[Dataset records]
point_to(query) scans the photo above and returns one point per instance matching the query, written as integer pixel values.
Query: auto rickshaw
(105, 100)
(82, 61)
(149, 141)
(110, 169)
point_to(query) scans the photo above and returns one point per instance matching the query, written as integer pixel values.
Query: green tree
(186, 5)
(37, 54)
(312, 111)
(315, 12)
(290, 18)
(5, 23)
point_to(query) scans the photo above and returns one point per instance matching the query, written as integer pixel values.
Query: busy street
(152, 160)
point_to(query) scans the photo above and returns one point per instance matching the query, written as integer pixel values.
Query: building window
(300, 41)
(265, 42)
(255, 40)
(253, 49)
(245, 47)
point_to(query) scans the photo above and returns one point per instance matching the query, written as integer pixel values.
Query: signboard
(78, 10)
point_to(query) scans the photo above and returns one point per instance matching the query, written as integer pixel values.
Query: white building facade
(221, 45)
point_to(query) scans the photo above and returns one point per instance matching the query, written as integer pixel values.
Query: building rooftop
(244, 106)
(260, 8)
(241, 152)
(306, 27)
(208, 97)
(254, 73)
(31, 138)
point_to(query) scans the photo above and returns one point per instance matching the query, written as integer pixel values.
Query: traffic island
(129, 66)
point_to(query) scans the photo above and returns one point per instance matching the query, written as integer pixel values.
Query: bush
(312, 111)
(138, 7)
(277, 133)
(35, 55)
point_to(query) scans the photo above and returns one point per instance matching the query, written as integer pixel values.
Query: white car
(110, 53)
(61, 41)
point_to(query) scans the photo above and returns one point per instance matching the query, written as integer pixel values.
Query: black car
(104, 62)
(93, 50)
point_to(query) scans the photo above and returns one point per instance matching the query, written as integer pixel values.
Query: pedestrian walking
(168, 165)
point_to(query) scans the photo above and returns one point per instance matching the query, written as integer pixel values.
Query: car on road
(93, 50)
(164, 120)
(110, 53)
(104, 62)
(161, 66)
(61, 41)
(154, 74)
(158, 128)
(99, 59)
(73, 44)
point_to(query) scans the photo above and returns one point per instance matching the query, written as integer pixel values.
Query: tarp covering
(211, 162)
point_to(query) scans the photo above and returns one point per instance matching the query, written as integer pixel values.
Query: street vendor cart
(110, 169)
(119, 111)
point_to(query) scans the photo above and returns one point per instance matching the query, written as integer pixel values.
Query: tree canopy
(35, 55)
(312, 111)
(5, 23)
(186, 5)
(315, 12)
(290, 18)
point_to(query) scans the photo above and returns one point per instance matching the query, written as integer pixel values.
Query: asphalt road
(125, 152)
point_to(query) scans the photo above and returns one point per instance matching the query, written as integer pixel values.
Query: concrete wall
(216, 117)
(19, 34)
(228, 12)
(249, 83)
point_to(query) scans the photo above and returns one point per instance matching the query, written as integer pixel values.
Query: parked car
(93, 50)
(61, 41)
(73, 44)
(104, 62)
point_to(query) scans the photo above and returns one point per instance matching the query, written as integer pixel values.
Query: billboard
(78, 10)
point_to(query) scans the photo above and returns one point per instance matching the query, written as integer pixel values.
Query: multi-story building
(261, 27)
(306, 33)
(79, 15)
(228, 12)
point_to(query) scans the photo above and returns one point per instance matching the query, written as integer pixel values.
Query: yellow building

* * *

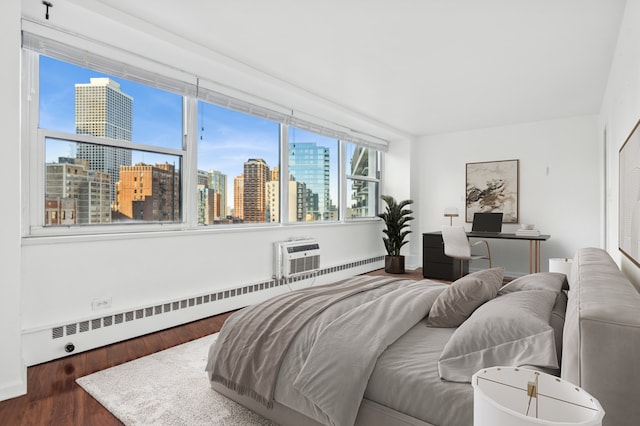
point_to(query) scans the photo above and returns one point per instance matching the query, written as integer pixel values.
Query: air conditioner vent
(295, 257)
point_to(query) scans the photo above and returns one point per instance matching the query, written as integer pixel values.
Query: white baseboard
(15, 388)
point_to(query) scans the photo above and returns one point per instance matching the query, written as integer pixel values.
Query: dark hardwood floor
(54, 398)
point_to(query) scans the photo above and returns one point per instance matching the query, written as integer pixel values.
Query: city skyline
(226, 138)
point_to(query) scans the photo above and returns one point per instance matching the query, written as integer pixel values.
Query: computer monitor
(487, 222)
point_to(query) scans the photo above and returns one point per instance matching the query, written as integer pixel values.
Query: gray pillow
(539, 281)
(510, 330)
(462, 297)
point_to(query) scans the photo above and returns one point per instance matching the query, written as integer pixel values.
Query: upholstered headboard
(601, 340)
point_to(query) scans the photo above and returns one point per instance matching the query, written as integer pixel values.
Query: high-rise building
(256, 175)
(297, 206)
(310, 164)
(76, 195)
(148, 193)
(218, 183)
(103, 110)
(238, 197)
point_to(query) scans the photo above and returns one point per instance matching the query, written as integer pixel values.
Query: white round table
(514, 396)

---

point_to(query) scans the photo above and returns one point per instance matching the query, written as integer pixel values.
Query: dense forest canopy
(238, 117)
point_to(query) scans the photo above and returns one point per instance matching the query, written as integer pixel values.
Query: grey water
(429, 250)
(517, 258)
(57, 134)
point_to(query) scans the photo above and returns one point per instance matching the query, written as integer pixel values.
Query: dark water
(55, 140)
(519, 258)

EXERCISE PROMPT: Look above for the line holding "Query: billboard" and the line holding "Query: yellow building", then output exactly those two lines and every line between them, nothing more.

TASK RESPONSE:
Query: billboard
(78, 10)
point_to(query) scans the photo above and returns one point per instance matching the query, written as integer pixel values.
Query: multi-story building
(261, 27)
(306, 33)
(79, 15)
(228, 12)
point_to(query) scans the photo above and returns one point per instance matching the query, written as integer pixel values.
Query: yellow building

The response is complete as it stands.